Wednesday, March 27th, 2024
Just as the pandemic was beginning to arrive in early 2020, I had a chance to visit with Daniel Kahneman, the Nobel laureate in economics who died at age 90 on March 27.
Kahneman was giving the President’s Breakfast lecture at Westmont College and the organizers thought it would be a good idea if I talked to Kahneman and wrote a column to publicize his talk.
It was a humbling experience as Kahneman was both super friendly but also always driving home the point that humans – even a business editor and a bit of a know-it-all – are prone to make mistakes.
I had read his popular book “Thinking Fast & Slow” and “The Undoing Project,” the book about him and his collaborator Daniel Tversky by Michael Lewis. But I was not prepared for the gentle, firm, soft-spoken but dogmatic contradiction that is Daniel Kahneman.
The morning of his talk was fraught with tension – the pandemic was breaking across the country and it would be a matter of a week or two before things shut down. Handshakes were out and elbow bumps were in; the 2020 Westmont breakfast would be the last large leadership gathering in the Tri-Counties for a couple of years.

+++++

What comes next in the column about meeting Daniel Kahneman? Write the continuation, starting right after the paragraph about the tense morning of his talk. You won't need any of the items.

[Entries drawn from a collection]
+++++

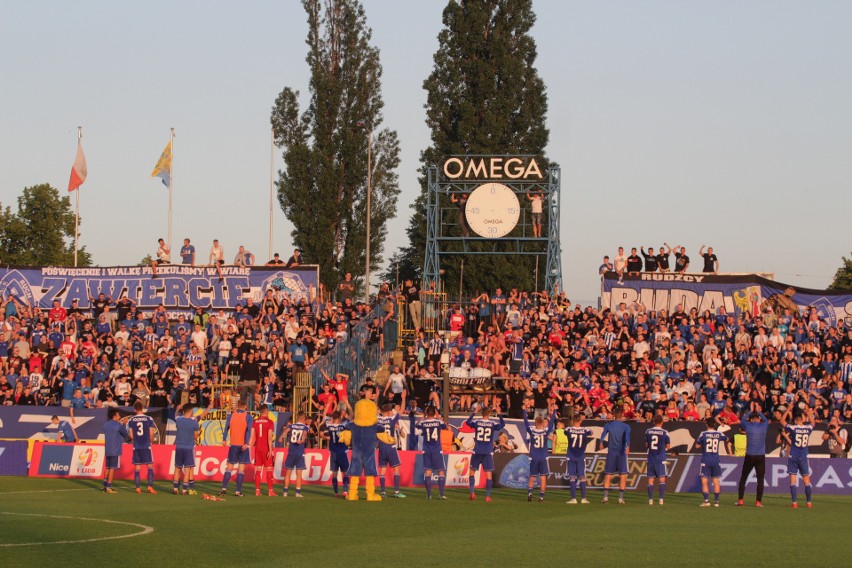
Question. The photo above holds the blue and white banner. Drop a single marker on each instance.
(177, 287)
(738, 294)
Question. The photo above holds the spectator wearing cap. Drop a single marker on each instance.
(275, 260)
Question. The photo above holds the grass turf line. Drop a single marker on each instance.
(319, 530)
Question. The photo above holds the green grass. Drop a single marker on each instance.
(321, 531)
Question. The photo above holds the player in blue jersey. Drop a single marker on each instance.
(388, 455)
(66, 432)
(578, 438)
(538, 435)
(430, 429)
(296, 434)
(115, 434)
(187, 429)
(142, 429)
(337, 456)
(238, 433)
(657, 442)
(711, 442)
(485, 431)
(797, 436)
(617, 433)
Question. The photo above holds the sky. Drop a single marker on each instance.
(721, 123)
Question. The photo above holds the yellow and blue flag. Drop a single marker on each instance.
(163, 169)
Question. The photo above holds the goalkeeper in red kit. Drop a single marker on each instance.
(261, 443)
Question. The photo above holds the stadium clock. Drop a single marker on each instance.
(492, 210)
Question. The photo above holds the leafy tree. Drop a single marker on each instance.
(484, 96)
(323, 188)
(41, 233)
(843, 276)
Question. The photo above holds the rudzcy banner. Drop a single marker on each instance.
(738, 294)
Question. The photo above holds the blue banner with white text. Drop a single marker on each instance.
(177, 287)
(737, 294)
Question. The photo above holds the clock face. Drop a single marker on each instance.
(492, 210)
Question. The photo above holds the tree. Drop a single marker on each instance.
(41, 233)
(843, 276)
(323, 187)
(484, 96)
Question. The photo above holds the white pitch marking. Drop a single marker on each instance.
(145, 530)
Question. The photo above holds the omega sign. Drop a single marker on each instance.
(525, 168)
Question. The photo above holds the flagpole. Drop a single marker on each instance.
(271, 185)
(171, 179)
(77, 205)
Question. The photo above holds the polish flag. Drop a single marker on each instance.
(78, 170)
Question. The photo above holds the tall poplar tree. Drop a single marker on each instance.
(484, 97)
(323, 187)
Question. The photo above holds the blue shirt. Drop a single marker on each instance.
(388, 424)
(298, 436)
(711, 441)
(186, 429)
(578, 439)
(484, 432)
(334, 431)
(431, 432)
(115, 434)
(538, 438)
(66, 431)
(619, 437)
(140, 426)
(656, 440)
(755, 435)
(799, 438)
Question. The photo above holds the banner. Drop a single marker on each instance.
(738, 294)
(828, 475)
(33, 422)
(13, 457)
(177, 287)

+++++

RESPONSE FOR THIS EXERCISE
What I took away from Kahneman’s visit would help guide the Business Times through four years of disruption – the pandemic, the recovery, staff turnover and then the banking crisis of 2023.
One of them was his keen insight that you can act on intuition but you will only be right some of the time. For a news person, acting on instinct and responding quickly to events is axiomatic – but in business that is not always the case. Thinking more slowly about financial matters and particularly personnel moves, generally yields better results.
The second was that making assumptions about what will work is not as good as having evidence for what is working and what is not. Sometimes things are shifting permanently and won’t go back.
At other times we see what looks like a trend but then it reverses and goes back to the mean.
Finally, I learned one thing from Danny by observing how he handled himself during his visit to the South Coast. Staying focused on your core task – being a great lecturer or a business news publisher – is how you get from point A to point B. His unique ability to focus on a problem or an issue and tune out the distractions is something I will never forget.